→ MATERIAL SHOWN:
━━━

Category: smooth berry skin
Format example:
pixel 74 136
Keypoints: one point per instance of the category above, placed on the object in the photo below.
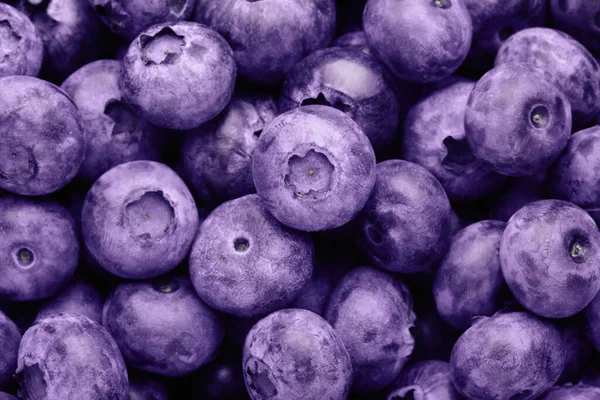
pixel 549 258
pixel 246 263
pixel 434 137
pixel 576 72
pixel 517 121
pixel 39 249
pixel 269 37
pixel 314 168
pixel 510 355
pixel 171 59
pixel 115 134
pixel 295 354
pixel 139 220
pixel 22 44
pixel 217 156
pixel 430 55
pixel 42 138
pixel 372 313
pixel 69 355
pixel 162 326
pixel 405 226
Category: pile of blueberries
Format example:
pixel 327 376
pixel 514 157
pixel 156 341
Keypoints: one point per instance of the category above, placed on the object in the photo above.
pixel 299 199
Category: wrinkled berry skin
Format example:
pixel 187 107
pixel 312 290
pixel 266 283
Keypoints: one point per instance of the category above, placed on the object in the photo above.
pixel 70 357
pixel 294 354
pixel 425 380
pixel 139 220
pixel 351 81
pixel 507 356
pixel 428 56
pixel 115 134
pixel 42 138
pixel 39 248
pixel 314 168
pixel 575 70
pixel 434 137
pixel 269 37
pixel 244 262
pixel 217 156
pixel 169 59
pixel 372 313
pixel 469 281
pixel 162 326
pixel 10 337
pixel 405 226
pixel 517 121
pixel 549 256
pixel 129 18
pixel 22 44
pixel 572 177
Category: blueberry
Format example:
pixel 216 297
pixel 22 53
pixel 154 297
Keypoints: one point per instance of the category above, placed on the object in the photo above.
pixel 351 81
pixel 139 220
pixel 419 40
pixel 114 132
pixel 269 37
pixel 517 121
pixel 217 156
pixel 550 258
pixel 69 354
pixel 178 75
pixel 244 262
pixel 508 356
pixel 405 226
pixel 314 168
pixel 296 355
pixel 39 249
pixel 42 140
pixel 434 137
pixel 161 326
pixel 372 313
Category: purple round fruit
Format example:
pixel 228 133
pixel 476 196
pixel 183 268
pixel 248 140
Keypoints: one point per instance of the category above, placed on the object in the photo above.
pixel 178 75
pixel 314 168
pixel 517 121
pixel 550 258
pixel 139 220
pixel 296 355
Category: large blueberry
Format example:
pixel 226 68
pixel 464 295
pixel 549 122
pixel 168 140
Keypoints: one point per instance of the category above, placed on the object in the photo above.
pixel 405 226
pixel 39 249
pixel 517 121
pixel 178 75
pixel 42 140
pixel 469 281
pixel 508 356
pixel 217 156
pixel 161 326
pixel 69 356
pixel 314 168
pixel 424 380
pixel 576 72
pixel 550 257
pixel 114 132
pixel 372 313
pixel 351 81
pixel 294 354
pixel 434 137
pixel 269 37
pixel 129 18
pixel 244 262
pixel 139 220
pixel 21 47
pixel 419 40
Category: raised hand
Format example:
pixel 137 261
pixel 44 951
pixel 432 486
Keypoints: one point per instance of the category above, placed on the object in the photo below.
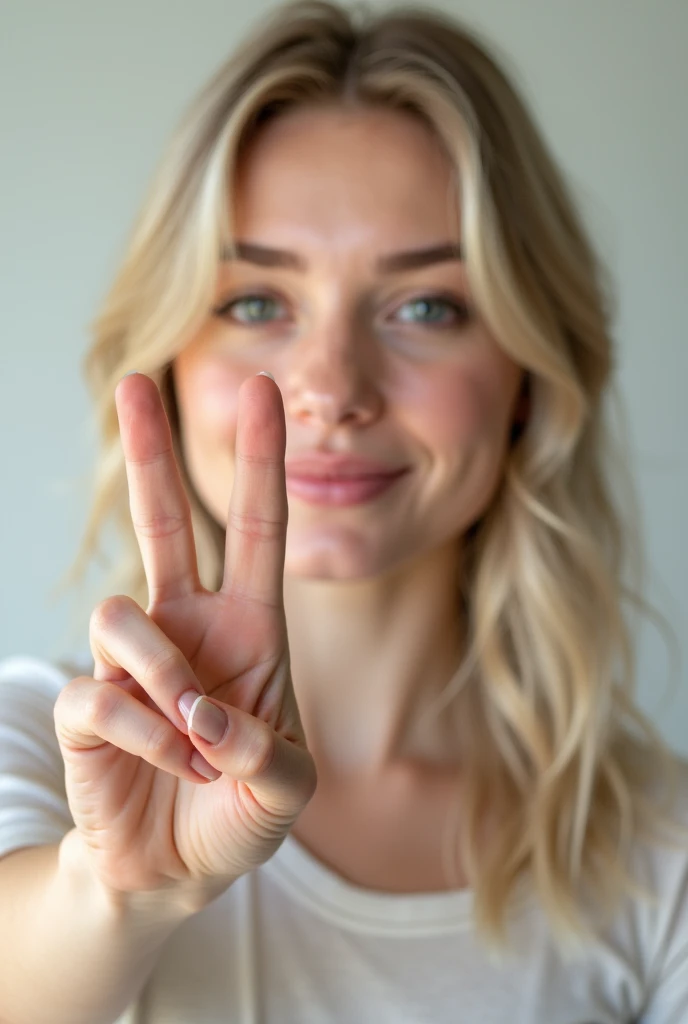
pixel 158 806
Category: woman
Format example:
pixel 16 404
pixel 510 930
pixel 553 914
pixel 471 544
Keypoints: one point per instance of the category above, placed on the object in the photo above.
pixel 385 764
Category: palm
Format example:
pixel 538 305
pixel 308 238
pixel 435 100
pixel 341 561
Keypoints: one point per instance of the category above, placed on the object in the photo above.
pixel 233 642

━━━

→ TASK INSTRUCTIONS: Quote every item above word for word, leaving the pictures out of your answer.

→ WRITTEN RESPONSE:
Category: smooth berry skin
Format example:
pixel 74 136
Keypoints: one point per instance of the category above, placed on the object in the photo below.
pixel 549 258
pixel 246 263
pixel 434 137
pixel 576 72
pixel 517 121
pixel 39 249
pixel 269 37
pixel 314 168
pixel 510 355
pixel 171 59
pixel 115 134
pixel 295 354
pixel 139 220
pixel 22 44
pixel 217 156
pixel 430 55
pixel 42 138
pixel 372 313
pixel 69 355
pixel 162 326
pixel 405 226
Category: pile of blueberries
Format example:
pixel 327 376
pixel 514 157
pixel 156 341
Keypoints: one point per instance of the category above, placed on the object in the photo above.
pixel 299 199
Category: wrinkled berry skin
Format example:
pixel 187 107
pixel 312 290
pixel 266 283
Keypoints: one point per instance of the category above, placed on the object in the photo above.
pixel 70 357
pixel 294 354
pixel 425 380
pixel 139 220
pixel 351 81
pixel 507 356
pixel 428 56
pixel 115 134
pixel 42 138
pixel 39 248
pixel 314 168
pixel 575 70
pixel 434 137
pixel 269 37
pixel 244 262
pixel 217 156
pixel 169 59
pixel 372 313
pixel 469 281
pixel 162 326
pixel 10 337
pixel 405 226
pixel 517 121
pixel 549 256
pixel 129 18
pixel 22 44
pixel 572 177
Category: blueberry
Format example:
pixel 216 297
pixel 22 53
pixel 154 297
Keypoints: one point per instance of the category above, placed on the object in the photo above.
pixel 351 81
pixel 139 220
pixel 419 40
pixel 114 132
pixel 269 37
pixel 517 121
pixel 217 156
pixel 550 258
pixel 69 354
pixel 178 75
pixel 244 262
pixel 508 356
pixel 405 226
pixel 314 168
pixel 296 355
pixel 39 249
pixel 42 140
pixel 434 137
pixel 161 326
pixel 372 313
Category: purple round fruit
Format example:
pixel 228 133
pixel 476 196
pixel 183 268
pixel 248 140
Keypoints: one point per instance of the category above, placed on the object in the photo above.
pixel 178 75
pixel 314 168
pixel 517 121
pixel 550 258
pixel 139 220
pixel 296 355
Category: large blueberry
Format example:
pixel 226 68
pixel 464 295
pixel 549 122
pixel 168 140
Keypoints: one point per instance of the category above, placed on the object in the photo above.
pixel 405 226
pixel 39 249
pixel 517 121
pixel 178 75
pixel 42 140
pixel 469 281
pixel 508 356
pixel 217 156
pixel 161 326
pixel 69 356
pixel 314 168
pixel 424 380
pixel 576 72
pixel 550 257
pixel 114 132
pixel 372 313
pixel 351 81
pixel 294 354
pixel 434 137
pixel 269 37
pixel 129 18
pixel 244 262
pixel 139 220
pixel 21 47
pixel 419 40
Category: raised hand
Format example:
pixel 137 261
pixel 44 951
pixel 432 486
Keypoints: one point per instance of the category above, placed on the object in the photo below.
pixel 158 806
Category: woman
Format example:
pixel 16 404
pixel 510 930
pixel 553 914
pixel 471 544
Keypoints: one point per instance of the category above, placed on the object in the photo above.
pixel 385 764
Category: palm
Format example:
pixel 538 305
pixel 308 238
pixel 435 100
pixel 341 561
Keypoints: one point per instance of the category above, placed on the object in the photo above.
pixel 233 642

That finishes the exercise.